* RECORDS FOR THIS EXERCISE:
----------------------------------------

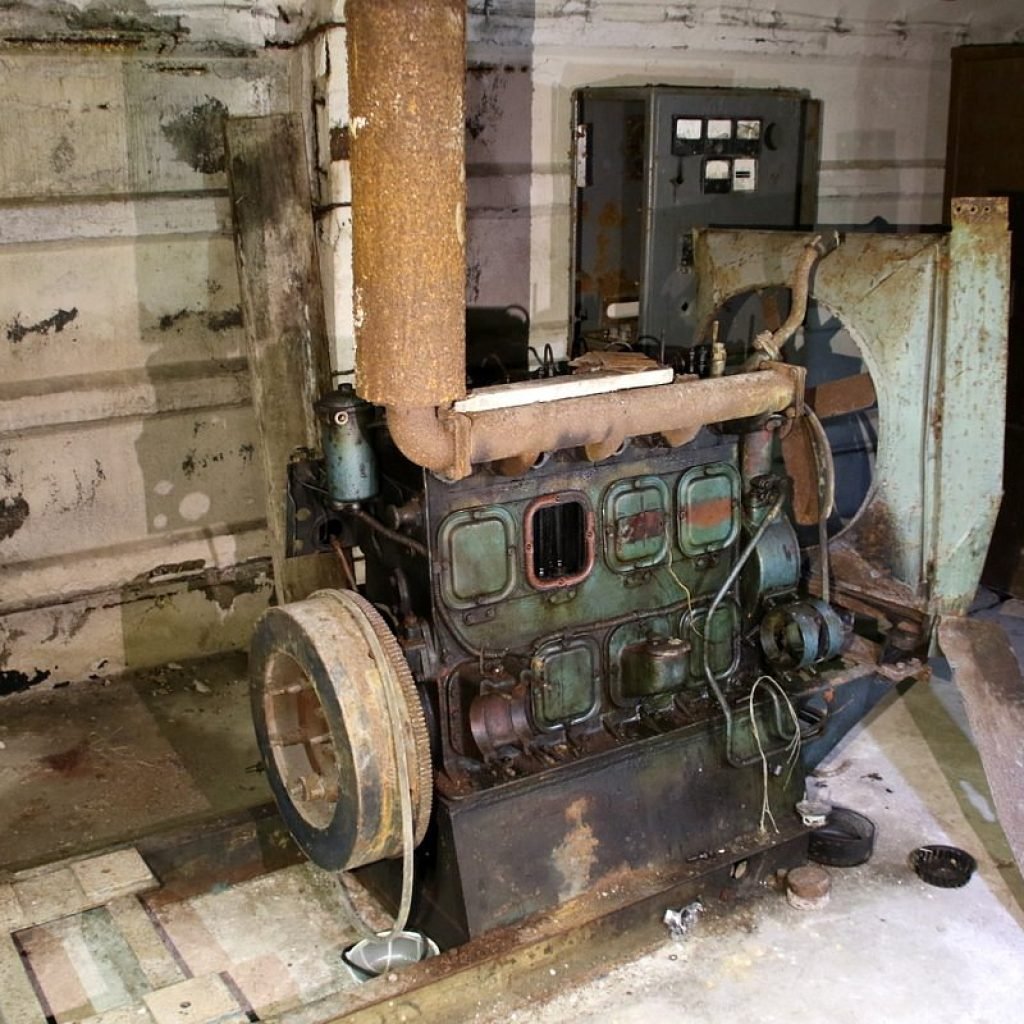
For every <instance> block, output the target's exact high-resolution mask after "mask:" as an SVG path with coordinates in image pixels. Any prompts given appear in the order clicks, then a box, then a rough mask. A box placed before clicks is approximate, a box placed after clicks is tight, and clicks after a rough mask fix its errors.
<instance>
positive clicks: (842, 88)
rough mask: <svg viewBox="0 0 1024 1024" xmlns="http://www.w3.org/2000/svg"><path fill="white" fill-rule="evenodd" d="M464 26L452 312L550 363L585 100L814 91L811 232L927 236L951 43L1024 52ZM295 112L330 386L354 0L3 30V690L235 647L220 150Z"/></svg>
mask: <svg viewBox="0 0 1024 1024" xmlns="http://www.w3.org/2000/svg"><path fill="white" fill-rule="evenodd" d="M129 7H130V10H129ZM468 8H469V65H470V67H469V69H468V71H467V101H468V111H467V188H468V223H467V236H468V239H467V248H468V264H469V265H468V268H467V300H468V301H469V303H470V304H471V305H474V306H484V307H488V308H494V307H506V306H521V307H523V308H524V309H525V310H526V311H527V312H528V314H529V317H530V323H531V341H532V343H534V345H535V348H537V349H538V350H539V351H540V350H542V348H543V345H544V344H545V343H546V342H550V343H551V344H552V345H553V347H554V348H555V349H556V350H559V349H561V348H562V346H563V345H564V339H565V337H566V334H567V326H568V316H569V274H568V266H569V245H570V230H569V219H570V218H569V204H570V198H571V187H572V185H571V176H570V151H569V141H570V140H569V117H570V97H571V93H572V91H573V89H575V88H578V87H580V86H583V85H627V84H629V85H640V84H646V83H668V84H678V85H701V86H709V85H723V86H725V85H727V86H750V87H759V88H771V87H776V86H783V87H796V88H802V89H806V90H808V92H809V93H810V94H811V95H812V96H814V97H815V98H817V99H820V100H822V103H823V112H824V117H823V124H822V136H821V177H820V189H819V211H818V215H819V219H820V220H822V221H838V222H846V223H849V222H864V221H867V220H869V219H870V218H872V217H876V216H882V217H885V218H887V219H889V220H891V221H896V222H903V223H915V224H916V223H929V222H936V221H939V220H941V219H942V218H943V211H942V209H941V194H942V178H943V157H944V147H945V119H946V103H947V91H948V75H949V61H948V51H949V48H950V47H951V46H953V45H959V44H963V43H969V42H978V43H981V42H1000V41H1013V40H1015V39H1016V40H1018V41H1019V40H1020V39H1021V38H1024V11H1021V9H1020V5H1019V2H1018V0H991V2H989V3H986V4H984V5H979V4H972V3H970V2H969V0H907V2H906V3H904V4H902V5H901V6H900V7H899V8H898V10H897V9H896V8H893V6H892V5H891V4H890V3H887V2H885V0H862V2H858V3H841V2H839V0H786V2H785V3H784V4H782V5H775V4H771V3H768V2H766V0H754V2H750V3H731V4H730V3H711V2H705V0H691V2H673V3H654V2H647V0H469V2H468ZM979 8H981V9H979ZM285 110H298V111H300V112H301V113H302V114H303V115H304V117H305V118H306V120H307V124H308V127H309V139H308V155H309V157H310V158H311V161H312V166H313V176H314V196H315V197H316V204H317V207H316V210H315V211H314V216H315V219H316V225H317V238H318V241H319V243H321V251H322V264H323V271H324V281H325V291H326V295H325V301H326V304H327V309H328V323H329V327H330V330H331V332H332V340H333V345H334V349H335V359H336V368H337V369H338V370H339V371H342V372H345V371H349V370H350V369H351V367H352V335H353V330H352V314H351V241H350V222H351V219H350V201H351V196H350V190H349V181H348V168H347V152H348V143H349V138H348V133H347V87H346V82H345V32H344V4H343V3H342V2H341V0H333V2H332V0H319V2H318V3H315V4H300V3H297V2H294V0H288V2H286V3H284V4H281V5H279V4H276V3H262V2H256V3H253V4H248V5H234V6H231V5H225V4H223V3H216V2H210V0H182V2H181V3H179V4H176V5H174V6H173V9H172V8H171V7H170V6H168V5H166V4H162V3H159V2H153V3H146V2H144V0H138V2H135V3H132V4H131V5H127V6H126V5H120V6H119V5H115V4H111V3H108V2H105V0H74V2H61V3H57V2H54V0H24V2H22V3H18V4H14V5H12V6H9V7H8V8H5V14H4V22H3V24H2V26H0V131H2V136H3V138H4V140H5V141H4V145H3V146H0V401H2V406H0V565H2V571H3V587H2V590H0V692H4V691H5V690H7V691H9V690H12V689H17V688H19V687H24V686H27V685H30V684H32V683H34V682H35V683H37V684H38V685H49V684H52V683H54V682H59V681H63V680H66V679H72V678H81V677H84V676H87V675H89V674H90V673H93V674H106V673H109V672H112V671H115V670H117V669H119V668H121V667H122V666H134V665H143V664H153V663H156V662H160V660H166V659H168V658H181V657H185V656H188V655H189V654H194V653H200V652H204V651H208V650H216V649H221V648H225V647H231V646H241V645H244V644H245V643H246V642H247V640H248V635H249V631H250V628H251V623H252V621H253V618H254V616H255V615H256V614H257V613H258V611H259V610H260V609H261V608H262V607H263V606H264V605H265V602H266V599H267V595H268V580H267V571H268V559H267V553H268V552H267V542H266V535H265V522H264V512H263V492H262V481H261V479H260V475H259V469H258V460H255V459H254V458H253V456H254V445H255V444H256V437H255V430H254V424H253V417H252V411H251V406H250V401H249V384H248V369H247V366H246V360H245V344H244V334H243V328H242V323H241V314H240V311H239V292H238V282H237V274H236V268H234V258H233V253H232V249H231V238H230V234H231V213H230V209H229V204H228V201H227V197H226V187H225V185H226V182H225V178H224V174H223V163H222V161H223V151H222V142H221V134H220V129H221V124H222V119H223V117H224V116H225V115H226V114H245V115H252V114H261V113H271V112H280V111H285ZM395 244H400V240H395ZM410 358H411V359H415V358H416V353H415V352H411V353H410Z"/></svg>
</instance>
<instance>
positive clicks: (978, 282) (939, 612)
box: [929, 199, 1020, 614]
mask: <svg viewBox="0 0 1024 1024" xmlns="http://www.w3.org/2000/svg"><path fill="white" fill-rule="evenodd" d="M1008 216H1009V214H1008V207H1007V201H1006V200H1005V199H978V200H972V199H968V200H954V201H953V208H952V221H953V231H952V234H951V237H950V239H949V279H948V285H947V290H946V318H945V328H946V329H945V338H944V341H945V344H943V345H942V348H941V350H940V352H939V354H938V357H937V358H936V359H935V373H934V380H935V385H934V387H933V388H932V391H931V395H932V402H931V404H932V414H931V418H930V425H931V428H932V429H931V434H930V441H931V445H930V453H929V462H930V464H931V465H932V466H933V467H934V473H933V475H932V480H931V482H932V488H933V489H932V493H933V495H934V499H933V501H932V503H931V510H932V515H933V522H932V524H931V532H930V540H931V544H930V550H931V558H930V568H931V573H932V575H931V581H930V582H931V590H930V598H931V601H930V604H931V610H932V611H933V612H935V613H936V614H944V613H946V612H951V611H957V610H965V609H966V607H967V605H968V604H969V603H970V601H971V599H972V597H973V596H974V592H975V590H976V588H977V586H978V579H979V577H980V573H981V567H982V565H983V564H984V560H985V554H986V552H987V551H988V542H989V540H990V539H991V536H992V529H993V527H994V526H995V517H996V515H997V513H998V511H999V501H1000V499H1001V497H1002V436H1004V431H1005V416H1004V413H1005V410H1006V378H1007V325H1008V316H1009V307H1010V292H1009V274H1010V233H1009V231H1008V229H1007V226H1008ZM1018 299H1019V300H1020V297H1019V296H1018Z"/></svg>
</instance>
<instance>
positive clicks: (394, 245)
mask: <svg viewBox="0 0 1024 1024" xmlns="http://www.w3.org/2000/svg"><path fill="white" fill-rule="evenodd" d="M345 14H346V20H347V24H348V56H349V59H348V78H349V116H350V121H349V124H350V128H351V172H352V233H353V239H354V242H355V245H354V247H353V248H354V255H353V261H352V272H353V278H354V287H353V295H354V316H355V336H356V349H355V356H356V368H355V370H356V390H357V391H358V393H359V394H360V395H361V396H362V397H365V398H367V399H369V400H371V401H374V402H377V403H379V404H386V406H403V407H419V408H424V407H429V406H437V404H443V403H444V402H446V401H451V400H452V399H454V398H459V397H462V395H463V394H465V390H466V381H465V373H464V367H465V364H466V359H465V337H466V325H465V297H466V254H465V212H466V189H465V136H466V126H465V103H464V87H465V70H464V69H465V67H466V57H465V22H466V4H465V2H463V0H432V2H431V3H425V2H412V3H411V2H410V0H373V2H369V0H349V3H348V4H346V7H345ZM410 124H415V125H416V126H417V130H416V131H415V132H410V131H409V130H408V129H409V125H410ZM399 239H400V243H401V244H400V245H396V241H397V240H399ZM411 352H415V353H416V358H410V353H411Z"/></svg>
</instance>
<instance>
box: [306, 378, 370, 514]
mask: <svg viewBox="0 0 1024 1024" xmlns="http://www.w3.org/2000/svg"><path fill="white" fill-rule="evenodd" d="M373 415H374V408H373V406H371V404H370V402H368V401H364V400H362V399H361V398H359V397H358V396H357V395H356V393H355V391H354V390H353V389H352V387H351V385H349V384H342V385H341V386H340V387H339V388H338V389H337V390H335V391H332V392H331V394H329V395H325V396H324V397H323V398H321V400H319V401H318V402H316V416H317V419H318V420H319V423H321V437H322V439H323V443H324V463H325V466H326V468H327V489H328V494H329V496H330V498H331V504H332V505H334V506H336V507H341V506H344V505H354V504H357V503H358V502H365V501H367V500H368V499H370V498H373V497H374V496H375V495H376V494H377V488H378V482H377V458H376V456H375V455H374V450H373V447H372V446H371V444H370V439H369V436H368V430H369V427H370V421H371V419H372V418H373Z"/></svg>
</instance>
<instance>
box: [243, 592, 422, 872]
mask: <svg viewBox="0 0 1024 1024" xmlns="http://www.w3.org/2000/svg"><path fill="white" fill-rule="evenodd" d="M250 672H251V684H252V685H251V696H252V709H253V719H254V722H255V726H256V736H257V740H258V742H259V746H260V752H261V754H262V756H263V762H264V764H265V765H266V771H267V778H268V780H269V782H270V788H271V791H272V792H273V796H274V799H275V800H276V802H278V807H279V808H280V810H281V814H282V817H283V818H284V820H285V823H286V824H287V825H288V827H289V829H290V830H291V833H292V835H293V836H294V837H295V840H296V842H297V843H298V844H299V846H300V847H301V849H302V850H303V851H304V852H305V853H306V854H307V855H308V856H309V858H310V859H311V860H312V861H313V862H314V863H315V864H317V865H319V866H321V867H323V868H326V869H328V870H344V869H349V868H353V867H358V866H359V865H361V864H369V863H372V862H374V861H377V860H382V859H385V858H389V857H396V856H399V855H401V854H402V853H403V852H404V851H403V849H402V847H403V843H402V807H403V805H404V807H406V809H407V810H409V811H411V813H412V817H413V825H414V828H413V833H414V836H415V843H416V844H419V843H420V841H421V840H422V839H423V836H424V833H425V831H426V827H427V823H428V821H429V818H430V808H431V802H432V799H433V774H432V769H431V763H430V743H429V737H428V734H427V726H426V720H425V718H424V715H423V709H422V706H421V705H420V699H419V695H418V694H417V691H416V686H415V683H414V682H413V677H412V673H411V672H410V670H409V666H408V665H407V664H406V659H404V657H403V656H402V653H401V648H400V647H399V646H398V643H397V641H396V640H395V638H394V636H393V635H392V633H391V632H390V630H388V628H387V625H386V624H385V623H384V620H383V618H382V617H381V616H380V614H379V613H378V612H377V610H376V609H375V608H374V607H373V605H371V604H370V603H369V602H368V601H366V600H365V599H364V598H361V597H360V596H359V595H357V594H354V593H353V592H351V591H317V592H316V593H314V594H312V595H311V596H310V597H308V598H306V599H304V600H302V601H296V602H294V603H292V604H287V605H283V606H281V607H274V608H270V609H268V610H267V611H266V613H265V614H264V615H263V616H262V617H261V618H260V621H259V623H258V624H257V626H256V630H255V633H254V635H253V640H252V648H251V653H250ZM399 758H401V759H403V760H404V762H406V763H404V764H403V765H400V766H399V764H398V759H399ZM402 775H406V776H407V777H408V780H409V791H408V793H406V794H403V793H402V792H401V786H400V783H399V779H400V778H401V776H402ZM407 828H408V822H407Z"/></svg>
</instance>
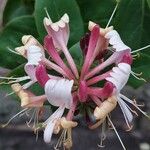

----------------------------------------

* WORK ITEM:
Format the lines of the data above as a JSON list of strings, one string per line and with blank lines omitted, starting at the beginning of the data and ending at the line containing "rough mask: <svg", both included. Leave the pictures out.

* ANSWER SECTION:
[
  "For every <instance> block, output the target's exact high-resolution mask after \"mask:\" as an SVG path with coordinates in image pixels. Any prompts given appear in the order clicks, then a box, then a rough mask. A box placed before clicks is approximate, a box placed after clicks is tight, and clicks after a rough mask fix its errors.",
  "<instance>",
  "positive clicks: (842, 88)",
  "rough mask: <svg viewBox=\"0 0 1024 1024\" xmlns=\"http://www.w3.org/2000/svg\"><path fill=\"white\" fill-rule=\"evenodd\" d=\"M464 26L452 312L550 363L585 100L814 91L811 232L927 236L951 43L1024 52ZM295 112L330 386L354 0L3 30V690L235 647L220 150Z\"/></svg>"
]